Problem 1>
From the passage below on sleep and well-being, list every change to the physical sleep space that it recommends.
Problem 2>
According to the passage below on sleep and well-being, why should the bedroom be kept as a sleep-only zone? Answer in one to three sentences.
Problem 3>
In the passage below on sleep and well-being, what effect did having hobbies have on workers in the study it mentions?

Selected extract>
***

Another great thing you can do to improve sleep quality is to ensure your bedroom is a sleep-only zone. Many of us are guilty of bringing our laptops into the bedroom—especially when working from home. This lack of boundaries makes it more difficult for our brains to associate rest time with the bedroom, which is often enough to make it difficult to fall asleep at night.

You could also try to optimize your physical space for maximum sleep performance. Try to sleep on a comfortable bed to prevent body aches. Set your thermostat to somewhere between 60 and 67 degrees. Add a couple of plants to your bedroom to ensure better air quality. And invest in some blackout curtains to limit light and noise pollution at night.


Finally, as you attempt to maintain your health during stressful times in your life, don't forget that wellness doesn't just relate to your physical state. Much more than that, well-being should also incorporate emotional resilience, which is crucial in allowing you to take on professional and personal challenges and get through them without becoming overwhelmed or burning out.

So, whether you're dealing with tough times or want to prepare yourself for future trials, invest time and effort into building mental strength and developing healthy coping mechanisms for stressful situations.

One of the easiest ways to invest in your mental health is to make time for your hobbies. A recent scientific study examined the connection between long working hours and mental well-being. What's fascinating about the results is that having hobbies helped workers mitigate the effects of a stressful work environment.

So, it's clear that taking the time to do what you love like working on puzzles, practicing mindfulness while paddleboarding, or playing video games—represents an excellent strategy for safeguarding your emotional health. However, considering the fact that, as a developer, you probably spend the majority of your work hours sitting in front of a screen, try to choose hobbies that will encourage you to incorporate more movement into your day or spend some additional time in a natural setting.

Another excellent way to invest in your well-being during challenging times is to seek more opportunities to spend time with friends and family. According to Psychology Today, the benefits of having an active social life include longevity, a stronger immune system, lower levels of depression, and improved memory and cognitive skills.

When dealing with high-stress situations, our most common reaction is to push through. But while putting up with some stress may be necessary at times, doing it all the time takes a toll on our overall well-being. This is why it's so important to know when enough is enough.

***

Given information>
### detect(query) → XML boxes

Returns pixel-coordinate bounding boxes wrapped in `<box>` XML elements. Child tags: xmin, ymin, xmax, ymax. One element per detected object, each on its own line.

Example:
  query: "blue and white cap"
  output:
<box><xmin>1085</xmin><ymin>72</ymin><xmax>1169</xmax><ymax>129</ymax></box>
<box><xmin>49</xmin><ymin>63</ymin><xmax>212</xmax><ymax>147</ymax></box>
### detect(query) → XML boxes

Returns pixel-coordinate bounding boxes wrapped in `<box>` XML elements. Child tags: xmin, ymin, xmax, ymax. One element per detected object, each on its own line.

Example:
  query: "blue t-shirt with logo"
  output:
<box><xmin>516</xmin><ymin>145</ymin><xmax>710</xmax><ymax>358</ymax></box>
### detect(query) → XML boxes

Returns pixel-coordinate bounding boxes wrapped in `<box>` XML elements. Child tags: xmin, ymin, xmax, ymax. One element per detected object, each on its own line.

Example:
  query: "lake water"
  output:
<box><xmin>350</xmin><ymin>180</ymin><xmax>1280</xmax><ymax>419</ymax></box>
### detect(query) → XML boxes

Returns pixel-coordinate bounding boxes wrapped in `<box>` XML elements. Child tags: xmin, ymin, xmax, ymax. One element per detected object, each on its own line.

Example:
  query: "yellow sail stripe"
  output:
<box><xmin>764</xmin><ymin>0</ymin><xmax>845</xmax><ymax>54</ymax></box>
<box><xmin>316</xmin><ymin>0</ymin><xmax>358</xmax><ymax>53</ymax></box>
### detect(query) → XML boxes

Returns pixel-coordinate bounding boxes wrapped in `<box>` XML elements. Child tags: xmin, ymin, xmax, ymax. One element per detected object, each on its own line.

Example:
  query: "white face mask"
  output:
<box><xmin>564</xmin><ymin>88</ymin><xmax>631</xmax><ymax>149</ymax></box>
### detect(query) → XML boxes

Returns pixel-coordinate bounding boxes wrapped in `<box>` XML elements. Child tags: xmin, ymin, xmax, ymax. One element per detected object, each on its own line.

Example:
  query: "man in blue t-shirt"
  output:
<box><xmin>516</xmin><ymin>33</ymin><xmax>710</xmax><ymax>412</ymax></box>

***

Problem solution 1>
- Sleep on a comfortable bed.
- Set the thermostat to somewhere between 60 and 67 degrees.
- Add a couple of plants to the bedroom.
- Invest in blackout curtains.

Problem solution 2>
Bringing things like laptops into the bedroom removes boundaries, which makes it harder for the brain to associate the bedroom with rest. That alone is often enough to make falling asleep at night difficult.

Problem solution 3>
Having hobbies helped workers mitigate the effects of a stressful work environment.